# Work item
The line containing "Task: point to each instance of the woman, a" and every line after it, through the last one below: output exactly these and nothing else.

Stored data entries:
++++++

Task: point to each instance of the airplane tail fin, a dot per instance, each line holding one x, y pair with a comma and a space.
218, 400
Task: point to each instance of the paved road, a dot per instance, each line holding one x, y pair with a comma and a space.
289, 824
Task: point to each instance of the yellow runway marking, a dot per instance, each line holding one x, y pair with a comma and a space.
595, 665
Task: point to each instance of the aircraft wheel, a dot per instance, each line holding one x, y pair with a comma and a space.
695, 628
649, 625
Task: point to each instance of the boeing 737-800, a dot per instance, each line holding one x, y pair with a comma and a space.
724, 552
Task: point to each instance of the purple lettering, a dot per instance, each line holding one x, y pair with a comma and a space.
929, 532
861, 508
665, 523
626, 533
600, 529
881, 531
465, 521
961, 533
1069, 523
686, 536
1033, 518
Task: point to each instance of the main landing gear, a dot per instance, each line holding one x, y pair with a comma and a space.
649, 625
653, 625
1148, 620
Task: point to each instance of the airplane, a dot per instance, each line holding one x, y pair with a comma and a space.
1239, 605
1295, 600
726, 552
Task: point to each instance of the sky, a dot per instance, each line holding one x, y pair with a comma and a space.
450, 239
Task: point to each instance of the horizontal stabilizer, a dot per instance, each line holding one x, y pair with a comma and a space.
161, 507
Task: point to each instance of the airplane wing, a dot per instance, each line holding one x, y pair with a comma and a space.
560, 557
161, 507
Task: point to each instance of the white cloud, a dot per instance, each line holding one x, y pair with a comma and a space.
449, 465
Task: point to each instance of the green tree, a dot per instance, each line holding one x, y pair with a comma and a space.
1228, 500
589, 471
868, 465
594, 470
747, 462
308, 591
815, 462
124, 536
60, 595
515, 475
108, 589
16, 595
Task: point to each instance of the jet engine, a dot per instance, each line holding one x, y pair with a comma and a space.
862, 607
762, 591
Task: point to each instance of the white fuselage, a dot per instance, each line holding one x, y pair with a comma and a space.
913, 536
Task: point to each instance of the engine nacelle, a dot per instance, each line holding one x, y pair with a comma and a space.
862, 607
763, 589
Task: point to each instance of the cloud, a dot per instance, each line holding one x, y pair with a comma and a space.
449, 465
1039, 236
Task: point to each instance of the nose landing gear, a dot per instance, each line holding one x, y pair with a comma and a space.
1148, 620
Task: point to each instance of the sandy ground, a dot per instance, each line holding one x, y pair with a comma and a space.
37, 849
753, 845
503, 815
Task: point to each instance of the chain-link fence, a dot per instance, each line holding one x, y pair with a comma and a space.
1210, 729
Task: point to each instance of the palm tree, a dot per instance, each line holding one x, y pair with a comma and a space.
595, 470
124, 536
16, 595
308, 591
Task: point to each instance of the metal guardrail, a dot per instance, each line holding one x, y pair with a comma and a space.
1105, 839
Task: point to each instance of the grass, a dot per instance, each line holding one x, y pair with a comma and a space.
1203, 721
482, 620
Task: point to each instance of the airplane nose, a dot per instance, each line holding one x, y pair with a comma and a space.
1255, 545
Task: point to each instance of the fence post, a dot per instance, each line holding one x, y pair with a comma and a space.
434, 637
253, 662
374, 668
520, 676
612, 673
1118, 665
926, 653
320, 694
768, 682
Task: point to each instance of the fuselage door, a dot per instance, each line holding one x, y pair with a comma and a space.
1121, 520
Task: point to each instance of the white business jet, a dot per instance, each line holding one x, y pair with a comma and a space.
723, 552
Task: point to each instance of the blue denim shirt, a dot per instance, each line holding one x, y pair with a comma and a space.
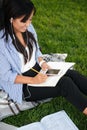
10, 67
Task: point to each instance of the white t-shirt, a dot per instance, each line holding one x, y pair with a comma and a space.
30, 63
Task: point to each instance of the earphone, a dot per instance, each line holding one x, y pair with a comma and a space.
11, 20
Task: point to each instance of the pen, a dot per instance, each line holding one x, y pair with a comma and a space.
35, 70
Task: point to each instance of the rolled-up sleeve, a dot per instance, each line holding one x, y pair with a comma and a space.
6, 72
38, 52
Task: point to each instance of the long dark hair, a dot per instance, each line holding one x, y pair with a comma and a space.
14, 9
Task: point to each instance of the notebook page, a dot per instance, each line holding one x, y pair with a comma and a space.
52, 80
32, 126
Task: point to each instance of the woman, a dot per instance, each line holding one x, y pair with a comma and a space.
19, 52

++++++

# Response area
Task: point to each instance of the woman, a dot per instance, each line holding one x, y pair with a comma and a space.
19, 52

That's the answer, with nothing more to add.